╭─ DOCUMENT

Tout le monde connaît les échecs, les dames ou encore le go. En mathématiques, on appelle cela des jeux combinatoires. Ils font l’objet d’une théorie assez extraordinaire et récente (2001) [1]. On les classe via des relations d’ordre plus ou moins subtiles et on essaie d’y définir des stratégies pour gagner. Le prototype historique qui a été étudié depuis des décennies est celui dit de Nim. Ils sont absolument déterministes et même si la technique à appliquer pour l’emporter peut se révéler difficile, une fois qu’on a commencé, on est, en quelque sorte, sur des rails dont on ne peut sortir.

Faisons un parallèle avec la science et penchons-nous plus spécifiquement sur la physique qui, étymologiquement, signifie « étude de la nature » [2]. L’humanité, au fil des millénaires, a élaboré une sorte de corpus plus ou moins logique qui nous donne, au moins dans la civilisation actuelle, des capacités qui sembleraient prodigieuses à nos ancêtres. Néanmoins, et comme nous l’avons écrit déjà à maintes reprises, ce n’est qu’un modèle et le problème que nous avons avec les scientifiques d’aujourd’hui, c’est qu’en général ils prennent ce modèle pour la réalité !

Cela n’augure rien de bon ! En effet, une fois que nous sommes dans un cadre figé, c’est un peu comme la règle dans un jeu combinatoire : on ne peut pas en sortir ! C’est un carcan qui peut amener à ne pas voir, à ne pas comprendre ou pis, à entendre de travers des phénomènes qui sont d’une autre nature.

Donnons-en un exemple. Aristarque de Samos fut l’un des premiers à clamer que la terre tourne autour du soleil. Bien qu’étant passé à la postérité, il fut éclipsé par les épicycles de Ptolémée qui furent enseignés pendant 1800 ans avant que Kepler ne sifflât la fin de la partie. Combien de docteurs et savants professèrent-ils cette théorie pendant tous ces siècles ? Et combien de physiciens aujourd’hui plastronnent et demain pendant combien de temps vont-ils encore pérorer qu’ils savent ce qu’est la matière, qu’ils ont compris tel ou tel phénomène, que l’on doit impérativement abandonner le réalisme local, etc. ?

Mais ce n’était là que l’entame de notre propos ! Notre sujet est la guerre mondiale dont l’épicentre se situe actuellement en Ukraine. Or, que constatons-nous ? Ni les États-Unis ni la Russie ne veulent que ce conflit se termine. Comment pouvons-nous être au fait de cela ? Tout d’abord, les Russes, en tant que grande puissance, auraient pu raser l’Ukraine en quelques jours. Ils ne l’ont pas fait. On a dit qu’ils ne souhaitaient pas tuer un peuple frère, mais le « hachoir à viande » de Barkhmut montre le contraire. Du côté américain, on alimente un conflit dont on sait qu’il n’est pas gagnable, car c’est un combat d’artillerie et l’OTAN n’est clairement pas à la hauteur, pas même chez elle, pour atteindre ne serait-ce qu’un semblant d’équilibre. Enfin, si l’on fait un parallèle avec la crise des missiles de Cuba des années 60 du siècle dernier, il n’aurait pas été très difficile à la Russie de prendre une posture identique à celle des États-Unis d’alors et de les menacer d’une guerre nucléaire totale pour obtenir un retrait quasi immédiat de l’OTAN, peut-être en outre jusqu’aux frontières de 1991.

╰─
╭─ ENSEMBLE DE LIGNES

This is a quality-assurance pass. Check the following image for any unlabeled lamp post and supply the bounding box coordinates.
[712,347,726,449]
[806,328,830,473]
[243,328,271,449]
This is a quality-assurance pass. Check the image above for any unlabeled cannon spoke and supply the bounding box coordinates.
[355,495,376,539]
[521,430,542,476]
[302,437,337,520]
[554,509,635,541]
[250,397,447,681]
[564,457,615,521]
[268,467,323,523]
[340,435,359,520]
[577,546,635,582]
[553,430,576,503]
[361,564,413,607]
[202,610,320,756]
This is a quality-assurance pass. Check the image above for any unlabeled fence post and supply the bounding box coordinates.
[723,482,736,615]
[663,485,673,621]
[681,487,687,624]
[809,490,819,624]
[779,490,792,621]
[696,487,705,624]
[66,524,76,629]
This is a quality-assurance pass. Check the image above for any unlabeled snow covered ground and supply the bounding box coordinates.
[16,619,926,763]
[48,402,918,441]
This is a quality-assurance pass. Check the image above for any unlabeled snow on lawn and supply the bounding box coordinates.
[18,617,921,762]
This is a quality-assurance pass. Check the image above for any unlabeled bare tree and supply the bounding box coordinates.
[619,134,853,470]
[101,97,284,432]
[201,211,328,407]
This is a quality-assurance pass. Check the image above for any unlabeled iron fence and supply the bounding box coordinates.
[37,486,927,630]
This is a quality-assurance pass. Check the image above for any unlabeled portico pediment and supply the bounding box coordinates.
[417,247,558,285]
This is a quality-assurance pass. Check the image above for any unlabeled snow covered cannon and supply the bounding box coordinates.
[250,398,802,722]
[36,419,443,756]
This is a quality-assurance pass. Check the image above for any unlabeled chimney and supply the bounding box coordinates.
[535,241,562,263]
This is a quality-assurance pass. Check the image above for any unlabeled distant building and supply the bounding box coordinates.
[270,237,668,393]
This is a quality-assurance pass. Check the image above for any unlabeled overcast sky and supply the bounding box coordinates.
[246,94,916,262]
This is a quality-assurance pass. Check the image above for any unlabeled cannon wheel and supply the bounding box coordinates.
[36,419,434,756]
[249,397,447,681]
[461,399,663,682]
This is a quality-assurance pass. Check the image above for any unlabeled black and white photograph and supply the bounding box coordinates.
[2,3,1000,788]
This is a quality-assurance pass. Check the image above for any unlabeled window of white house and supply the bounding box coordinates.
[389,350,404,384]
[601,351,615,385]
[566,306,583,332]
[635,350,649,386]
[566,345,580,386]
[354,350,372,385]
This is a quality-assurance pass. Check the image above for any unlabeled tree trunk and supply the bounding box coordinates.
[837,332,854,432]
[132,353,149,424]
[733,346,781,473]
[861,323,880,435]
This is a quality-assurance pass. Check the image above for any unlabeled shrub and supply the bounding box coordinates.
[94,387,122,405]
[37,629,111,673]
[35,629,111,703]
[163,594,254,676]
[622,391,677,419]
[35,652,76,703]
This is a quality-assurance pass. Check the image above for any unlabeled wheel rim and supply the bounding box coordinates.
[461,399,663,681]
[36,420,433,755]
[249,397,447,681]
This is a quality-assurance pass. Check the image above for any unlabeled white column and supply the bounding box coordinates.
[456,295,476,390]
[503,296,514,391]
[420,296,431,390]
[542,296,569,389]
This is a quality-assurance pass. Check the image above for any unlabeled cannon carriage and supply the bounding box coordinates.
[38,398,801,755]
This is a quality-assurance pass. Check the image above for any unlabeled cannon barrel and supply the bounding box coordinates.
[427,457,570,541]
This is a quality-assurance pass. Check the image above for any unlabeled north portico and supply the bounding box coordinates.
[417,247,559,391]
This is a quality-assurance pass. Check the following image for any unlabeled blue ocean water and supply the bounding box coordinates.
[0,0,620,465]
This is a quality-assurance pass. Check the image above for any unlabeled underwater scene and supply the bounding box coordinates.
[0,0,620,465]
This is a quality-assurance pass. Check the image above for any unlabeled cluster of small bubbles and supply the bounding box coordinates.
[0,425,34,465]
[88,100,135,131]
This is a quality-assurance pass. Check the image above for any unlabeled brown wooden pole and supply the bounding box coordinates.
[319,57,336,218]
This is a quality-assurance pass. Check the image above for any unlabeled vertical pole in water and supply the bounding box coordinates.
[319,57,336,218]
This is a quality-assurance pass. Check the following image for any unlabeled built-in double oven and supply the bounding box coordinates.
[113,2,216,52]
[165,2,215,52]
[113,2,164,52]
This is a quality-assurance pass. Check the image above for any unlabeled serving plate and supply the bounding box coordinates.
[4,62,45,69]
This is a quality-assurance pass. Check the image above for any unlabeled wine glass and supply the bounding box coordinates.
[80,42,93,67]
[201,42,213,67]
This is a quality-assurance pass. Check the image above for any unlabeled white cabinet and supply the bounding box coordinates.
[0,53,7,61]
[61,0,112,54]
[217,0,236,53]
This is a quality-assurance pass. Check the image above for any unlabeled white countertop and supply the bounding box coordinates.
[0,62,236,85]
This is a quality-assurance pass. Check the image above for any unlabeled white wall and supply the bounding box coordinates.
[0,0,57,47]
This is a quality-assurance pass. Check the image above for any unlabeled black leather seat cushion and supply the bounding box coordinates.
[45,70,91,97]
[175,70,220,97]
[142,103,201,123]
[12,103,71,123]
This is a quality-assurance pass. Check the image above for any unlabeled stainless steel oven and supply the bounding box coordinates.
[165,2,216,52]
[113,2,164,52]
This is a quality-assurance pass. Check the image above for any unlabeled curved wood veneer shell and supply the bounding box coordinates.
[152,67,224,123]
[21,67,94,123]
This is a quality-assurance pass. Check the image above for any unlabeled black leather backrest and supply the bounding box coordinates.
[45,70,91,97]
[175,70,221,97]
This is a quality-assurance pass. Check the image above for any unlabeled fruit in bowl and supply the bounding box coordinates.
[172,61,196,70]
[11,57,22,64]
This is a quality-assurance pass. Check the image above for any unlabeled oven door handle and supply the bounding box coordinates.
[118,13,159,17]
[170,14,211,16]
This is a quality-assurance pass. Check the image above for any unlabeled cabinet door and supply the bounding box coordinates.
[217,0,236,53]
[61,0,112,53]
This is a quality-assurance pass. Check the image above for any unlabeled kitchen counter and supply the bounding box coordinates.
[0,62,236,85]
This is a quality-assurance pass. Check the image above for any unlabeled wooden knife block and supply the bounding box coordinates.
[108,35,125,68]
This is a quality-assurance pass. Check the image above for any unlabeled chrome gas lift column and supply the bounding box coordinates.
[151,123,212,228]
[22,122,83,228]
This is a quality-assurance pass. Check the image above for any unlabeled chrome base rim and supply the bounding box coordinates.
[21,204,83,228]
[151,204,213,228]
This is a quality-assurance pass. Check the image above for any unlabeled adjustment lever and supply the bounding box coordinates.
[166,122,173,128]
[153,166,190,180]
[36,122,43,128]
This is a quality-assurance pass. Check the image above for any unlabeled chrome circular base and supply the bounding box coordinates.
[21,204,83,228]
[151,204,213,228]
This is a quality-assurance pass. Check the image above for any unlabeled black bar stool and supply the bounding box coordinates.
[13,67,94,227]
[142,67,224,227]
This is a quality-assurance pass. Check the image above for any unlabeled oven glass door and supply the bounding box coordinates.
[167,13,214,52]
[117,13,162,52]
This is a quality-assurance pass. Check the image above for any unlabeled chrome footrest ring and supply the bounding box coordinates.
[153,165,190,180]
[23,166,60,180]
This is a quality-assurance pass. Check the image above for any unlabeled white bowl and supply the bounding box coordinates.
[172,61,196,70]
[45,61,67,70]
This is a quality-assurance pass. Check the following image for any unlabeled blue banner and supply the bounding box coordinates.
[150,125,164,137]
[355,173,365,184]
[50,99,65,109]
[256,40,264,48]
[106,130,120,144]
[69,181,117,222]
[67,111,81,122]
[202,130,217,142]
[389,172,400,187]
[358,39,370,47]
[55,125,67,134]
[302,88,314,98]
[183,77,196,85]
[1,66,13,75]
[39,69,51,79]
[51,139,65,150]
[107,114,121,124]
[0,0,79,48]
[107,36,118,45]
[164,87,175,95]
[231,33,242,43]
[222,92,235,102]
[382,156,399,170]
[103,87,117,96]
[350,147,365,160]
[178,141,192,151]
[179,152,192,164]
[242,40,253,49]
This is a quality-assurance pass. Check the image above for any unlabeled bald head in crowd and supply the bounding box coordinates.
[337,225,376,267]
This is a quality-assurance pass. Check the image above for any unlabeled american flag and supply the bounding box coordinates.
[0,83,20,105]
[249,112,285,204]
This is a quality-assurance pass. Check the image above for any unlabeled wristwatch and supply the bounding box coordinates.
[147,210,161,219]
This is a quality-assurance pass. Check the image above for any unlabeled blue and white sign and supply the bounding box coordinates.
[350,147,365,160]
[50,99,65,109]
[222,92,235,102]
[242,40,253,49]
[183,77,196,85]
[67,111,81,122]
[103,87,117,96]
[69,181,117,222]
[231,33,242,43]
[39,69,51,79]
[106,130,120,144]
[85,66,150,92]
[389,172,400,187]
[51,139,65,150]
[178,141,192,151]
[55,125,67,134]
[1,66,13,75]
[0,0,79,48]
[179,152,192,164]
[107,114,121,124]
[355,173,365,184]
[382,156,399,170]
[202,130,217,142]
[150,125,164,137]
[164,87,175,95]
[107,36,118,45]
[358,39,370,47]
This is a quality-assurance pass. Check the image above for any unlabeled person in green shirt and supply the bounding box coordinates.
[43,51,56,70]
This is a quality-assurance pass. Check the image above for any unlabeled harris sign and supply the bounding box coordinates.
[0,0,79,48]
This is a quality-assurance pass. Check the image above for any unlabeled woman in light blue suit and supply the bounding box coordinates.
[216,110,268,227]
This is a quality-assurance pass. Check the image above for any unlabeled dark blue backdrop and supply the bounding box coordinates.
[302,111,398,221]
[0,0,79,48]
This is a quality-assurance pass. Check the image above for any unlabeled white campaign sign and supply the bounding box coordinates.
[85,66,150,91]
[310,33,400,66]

╰─

**CONSIGNES**
1. Énumérez tous les jeux que le document désigne par leur nom.
2. Poursuivez le document sur les jeux combinatoires et la guerre en Ukraine après sa dernière phrase.

**RÉPONSES**
1. Les échecs, les dames, le go et le jeu de Nim.

2.
Cela veut donc dire qu’il y a une action perverse qui est perpétrée par les deux principaux acteurs et qui résulte en milliers de morts. C’est une sorte de « Grand Jeu », mais il n’est pas sûr que les protagonistes l’exécutent avec les mêmes règles, sans même parler de stratégie.

Résumons, pour commencer très grossièrement, la situation. Les États-Unis dominent le monde, mais sont en déclin. La Russie, après l’effondrement de l’URSS, s’est affirmée en puissance productrice extraordinaire et souhaite intégrer une place de co-dirigeant global tout en ayant sa zone de sécurité. S’étant fait grignoter son étranger proche, elle a donc décidé de donner un coup d’arrêt à l’extension de l’OTAN, voire s’est dispensée comme objectif de lui imposer un recul, mais vise aussi, c’est évident, à changer le positionnement hégémonique américain. Et c’est cet ultime point qui nous paraît le plus fondamental. L’OTAN n’est qu’un prétexte. Si, seule, elle régressait, ce ne serait pas suffisant à une réorganisation[1].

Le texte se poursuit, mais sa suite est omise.